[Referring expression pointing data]
######

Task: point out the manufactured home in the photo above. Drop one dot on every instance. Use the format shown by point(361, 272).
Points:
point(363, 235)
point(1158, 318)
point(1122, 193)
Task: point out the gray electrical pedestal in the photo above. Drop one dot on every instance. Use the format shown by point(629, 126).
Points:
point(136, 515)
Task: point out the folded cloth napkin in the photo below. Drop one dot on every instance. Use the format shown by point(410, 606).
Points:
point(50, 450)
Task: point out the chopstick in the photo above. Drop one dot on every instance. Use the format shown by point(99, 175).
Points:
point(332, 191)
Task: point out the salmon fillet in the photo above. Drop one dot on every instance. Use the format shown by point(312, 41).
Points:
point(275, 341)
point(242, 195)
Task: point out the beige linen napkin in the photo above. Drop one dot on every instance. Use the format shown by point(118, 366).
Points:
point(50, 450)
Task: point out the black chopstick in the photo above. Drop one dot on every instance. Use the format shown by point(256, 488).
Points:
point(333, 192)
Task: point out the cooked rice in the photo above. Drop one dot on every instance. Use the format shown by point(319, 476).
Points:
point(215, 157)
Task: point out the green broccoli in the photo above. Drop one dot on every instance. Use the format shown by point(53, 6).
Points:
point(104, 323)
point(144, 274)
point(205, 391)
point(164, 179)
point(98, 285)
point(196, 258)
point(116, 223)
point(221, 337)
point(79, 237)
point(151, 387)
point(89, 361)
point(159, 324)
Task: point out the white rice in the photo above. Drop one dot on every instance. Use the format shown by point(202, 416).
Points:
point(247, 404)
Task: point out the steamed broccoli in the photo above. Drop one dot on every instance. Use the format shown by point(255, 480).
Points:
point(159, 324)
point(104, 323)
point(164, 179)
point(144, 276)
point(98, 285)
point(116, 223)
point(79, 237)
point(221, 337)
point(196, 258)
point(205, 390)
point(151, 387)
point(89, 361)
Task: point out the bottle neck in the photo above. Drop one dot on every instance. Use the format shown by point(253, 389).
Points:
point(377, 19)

######

ACTIVITY ▸
Go through the data and copy each line exactly as it reads.

COMPLETED TASK ▸
Task: point out the manufactured home in the photo above. Drop one dot on every instance. Use the format shown by point(361, 272).
Points:
point(363, 235)
point(1158, 318)
point(1122, 193)
Task: point out the gray electrical pedestal in the photo above. Drop one dot on every instance. Use the format shown by point(629, 126).
Points:
point(136, 515)
Task: point out the folded cloth napkin in the photo below. Drop one dot on every instance. Use the format shown by point(410, 606).
Points:
point(50, 450)
Task: point out the chopstick in the photo above. Drop one dot on every instance. Use the format shown by point(99, 175).
Points:
point(332, 191)
Task: point out the salmon fillet in the photo above. Drop one dot on every instance. Use the format shown by point(312, 41).
Points:
point(275, 341)
point(242, 195)
Task: point out the beige linen napkin in the photo above. Drop one dot on every instance. Use the format shown by point(118, 366).
Points:
point(50, 450)
Task: point out the black chopstick in the photo above. Drop one dot on every instance. Use the format shown by point(256, 488).
Points:
point(333, 192)
Task: point out the cooked rice in the photo above. Drop one dot on every instance. Use the format shown by point(319, 476).
Points:
point(215, 157)
Task: point out the green broccoli in the photo above. Drop one dot on every instance. Use the format shown by point(53, 6).
Points:
point(104, 323)
point(144, 274)
point(205, 391)
point(164, 179)
point(98, 285)
point(196, 258)
point(116, 223)
point(221, 337)
point(79, 237)
point(151, 387)
point(89, 361)
point(159, 324)
Task: point out the white rice in the photo above. Drop one dot on every instance. Use the format shown by point(202, 416).
Points:
point(247, 404)
Task: point out the steamed broccoli in the photo above. Drop one dot on every instance. Use the format shown by point(255, 480).
Points:
point(159, 324)
point(104, 323)
point(164, 179)
point(144, 276)
point(98, 285)
point(116, 223)
point(79, 237)
point(221, 337)
point(196, 258)
point(205, 390)
point(151, 387)
point(89, 361)
Task: point out the bottle neck in the photo above. Drop one dot on every instance. Use the format shown by point(253, 389).
Points:
point(377, 19)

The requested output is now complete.